Exercise task a » List each line in the records that contains the word "dress".

So, how can we manage all the buzz, interruptions and life’s context in general and still get things done? I’ll share some of the habits I follow in order to achieve it.

#1: Limits and boundaries

In his book Discipline Equals Freedom: Field Manual, author and ex Navy SEAL member Jocko Willink talks about how limiting the number of available options and predefining defaults to many mundanes tasks set yourself free to accomplish your goals. Even thought this is a wild oversimplification of an entire book, it serve us kick starter to our use case: Just because you have your working machine available at all times doesn’t mean you should be able to work at anytime. You need to set yourself (and those around you) a set of boundaries in order to don’t get overwhelmed by the amount of work and errands that can come your way on daily basis.

Be discipline to set working hours, make crystal clear you are working to everyone involved (family, roommates, coworkers and manager/boss) and actually work in said periods.

#2: Interruptions = start over

Paul Graham said it beautifully in his post Maker’s Schedule, Manager’s Schedule, managers/bosses work on a different type of schedule as we (developers/makers) do so there’s a mismatch between the two preconceptions of ideal day for each group: for the former one, a day full of meetings is completely normal -and even expected-, for the later it’s a nightmare. Interruptions cause us to typically lose our train of thought, forcing us to regain that mental bubble we had in our head with a dozen of topics floating around when we were writing code or documenting something.

So my advice to you is the following: avoid meetings as much as possible and make blocks of time entirely devoted to a single task. I said “avoid” because it’s unrealistic to skip all of them entirely, for starters some of them could actually be important. Moreover, we’re social creatures and we should interact with our peers, after all developing software should be a social activity, for that reason interaction is necessary in order to gain as much knowledge for the business problem you’re solving and removing flaws assumptions from your code base as possible.

#3: Context switching = Flow’s enemy

Procrastination is the root evil we must fight on a world full of distractions available on our fingertips (literally). An UTAH’s university study demonstrated how expensive context switching is and how all of us foll ourselves when we think we’re really good at multitasking.

Be ruthless with the things that distract you: email, Slack, YouTube/Netflix, social networks and so fort; for that matter, if no real emergency needs your attention ASAP (this of course varies with everyone’s context), keep your cellphone on airplane mode during working periods. What do I mean with working periods? Since colleague I’ve been using the Francesco Cirillo’s Pomodoros technique every time I go into creative work, that is coding, writing, brainstorming… In short: anything that involves deep thinking. The TL;DR is this: you set a task you’d like to tackle, you work on it uninterruptedly during 25 minutes and take short 5 minutes break between those working intervals. Every 2 hours (4-25 minutes intervals + 4-5 minutes short breaks) you get a longer 15 minutes break. Adapt this however it suites your day and you’ll see real progress being done in no time.

This of course isn’t set in stone, for instance in case you’re cracking some deep issue and your time is up, feel free to close the idea so you don’t stop your way mid sentence. However, if repeated frequently it means you’re biting more than you can chew when you split your tasks. Be mindful about it so you can gain confidence in your estimations down the road.

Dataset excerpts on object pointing
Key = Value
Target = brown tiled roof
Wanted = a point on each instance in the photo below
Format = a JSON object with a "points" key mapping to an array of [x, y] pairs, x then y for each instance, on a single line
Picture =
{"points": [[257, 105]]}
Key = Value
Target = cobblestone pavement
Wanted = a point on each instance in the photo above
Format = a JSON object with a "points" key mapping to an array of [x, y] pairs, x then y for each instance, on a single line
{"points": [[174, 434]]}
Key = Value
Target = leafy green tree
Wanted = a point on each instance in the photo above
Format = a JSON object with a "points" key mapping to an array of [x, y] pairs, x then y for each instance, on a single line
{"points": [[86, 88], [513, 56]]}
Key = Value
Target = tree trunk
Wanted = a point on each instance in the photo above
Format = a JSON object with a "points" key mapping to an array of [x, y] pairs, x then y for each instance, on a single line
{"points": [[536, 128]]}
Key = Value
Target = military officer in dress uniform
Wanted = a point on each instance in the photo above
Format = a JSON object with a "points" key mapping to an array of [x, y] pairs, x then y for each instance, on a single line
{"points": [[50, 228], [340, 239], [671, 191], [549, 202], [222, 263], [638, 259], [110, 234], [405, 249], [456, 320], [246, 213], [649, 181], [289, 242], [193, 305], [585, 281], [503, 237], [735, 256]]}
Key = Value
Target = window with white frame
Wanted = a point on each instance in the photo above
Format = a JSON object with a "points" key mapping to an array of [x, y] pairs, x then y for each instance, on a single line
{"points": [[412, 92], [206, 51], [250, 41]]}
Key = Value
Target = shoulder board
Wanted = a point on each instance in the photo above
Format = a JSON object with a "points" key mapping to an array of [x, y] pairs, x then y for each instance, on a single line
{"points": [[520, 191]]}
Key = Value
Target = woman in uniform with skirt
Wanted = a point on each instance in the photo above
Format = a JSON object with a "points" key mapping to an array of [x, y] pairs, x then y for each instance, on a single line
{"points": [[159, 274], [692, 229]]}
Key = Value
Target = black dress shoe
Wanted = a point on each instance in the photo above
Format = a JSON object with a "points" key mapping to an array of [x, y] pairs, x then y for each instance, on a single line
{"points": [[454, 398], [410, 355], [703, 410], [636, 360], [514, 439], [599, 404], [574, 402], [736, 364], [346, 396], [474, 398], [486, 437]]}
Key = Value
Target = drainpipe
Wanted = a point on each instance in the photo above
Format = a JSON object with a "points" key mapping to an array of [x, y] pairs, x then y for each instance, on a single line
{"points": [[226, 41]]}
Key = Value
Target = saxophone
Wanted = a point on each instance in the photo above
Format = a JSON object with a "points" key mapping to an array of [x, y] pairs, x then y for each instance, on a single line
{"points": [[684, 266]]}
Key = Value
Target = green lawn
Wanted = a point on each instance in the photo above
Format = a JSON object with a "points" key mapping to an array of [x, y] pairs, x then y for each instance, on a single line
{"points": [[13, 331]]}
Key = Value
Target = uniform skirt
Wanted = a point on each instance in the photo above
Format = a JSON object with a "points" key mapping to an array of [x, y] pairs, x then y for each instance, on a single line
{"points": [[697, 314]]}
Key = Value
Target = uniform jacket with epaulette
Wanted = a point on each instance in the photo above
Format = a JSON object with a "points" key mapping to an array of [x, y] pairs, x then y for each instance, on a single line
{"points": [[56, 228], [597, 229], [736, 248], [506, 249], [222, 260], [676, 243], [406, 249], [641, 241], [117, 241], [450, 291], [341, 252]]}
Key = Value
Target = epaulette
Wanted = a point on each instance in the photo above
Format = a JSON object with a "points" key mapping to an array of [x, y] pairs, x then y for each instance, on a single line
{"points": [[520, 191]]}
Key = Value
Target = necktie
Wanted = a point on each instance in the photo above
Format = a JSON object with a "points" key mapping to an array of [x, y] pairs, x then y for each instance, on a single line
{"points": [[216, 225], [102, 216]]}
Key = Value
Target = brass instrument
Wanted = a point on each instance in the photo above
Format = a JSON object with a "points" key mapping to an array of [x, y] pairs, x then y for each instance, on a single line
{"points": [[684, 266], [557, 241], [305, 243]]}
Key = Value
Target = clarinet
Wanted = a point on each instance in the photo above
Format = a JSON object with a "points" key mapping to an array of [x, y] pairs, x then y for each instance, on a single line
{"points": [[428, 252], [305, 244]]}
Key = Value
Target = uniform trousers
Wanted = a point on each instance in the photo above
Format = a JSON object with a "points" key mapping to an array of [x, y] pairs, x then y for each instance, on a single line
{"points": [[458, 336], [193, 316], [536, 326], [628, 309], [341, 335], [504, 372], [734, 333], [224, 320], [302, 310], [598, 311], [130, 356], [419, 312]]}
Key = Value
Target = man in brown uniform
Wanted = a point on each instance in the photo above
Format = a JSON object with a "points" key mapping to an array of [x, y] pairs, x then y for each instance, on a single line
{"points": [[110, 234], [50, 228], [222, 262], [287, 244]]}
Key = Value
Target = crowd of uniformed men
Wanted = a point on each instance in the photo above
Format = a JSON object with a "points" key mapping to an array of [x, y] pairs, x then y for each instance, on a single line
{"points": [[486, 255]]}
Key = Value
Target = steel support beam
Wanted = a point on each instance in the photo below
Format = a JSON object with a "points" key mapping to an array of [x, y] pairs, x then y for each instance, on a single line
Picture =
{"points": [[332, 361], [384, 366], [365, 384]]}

Exercise task b » Reproduce the passage on productivity habits from "In his book" up to and including "in said periods.", changing "working hours" to "office hours".

Exercise answer a »
Target = military officer in dress uniform
Target = black dress shoe

Exercise answer b »
In his book Discipline Equals Freedom: Field Manual, author and ex Navy SEAL member Jocko Willink talks about how limiting the number of available options and predefining defaults to many mundanes tasks set yourself free to accomplish your goals. Even thought this is a wild oversimplification of an entire book, it serve us kick starter to our use case: Just because you have your working machine available at all times doesn’t mean you should be able to work at anytime. You need to set yourself (and those around you) a set of boundaries in order to don’t get overwhelmed by the amount of work and errands that can come your way on daily basis.

Be discipline to set office hours, make crystal clear you are working to everyone involved (family, roommates, coworkers and manager/boss) and actually work in said periods.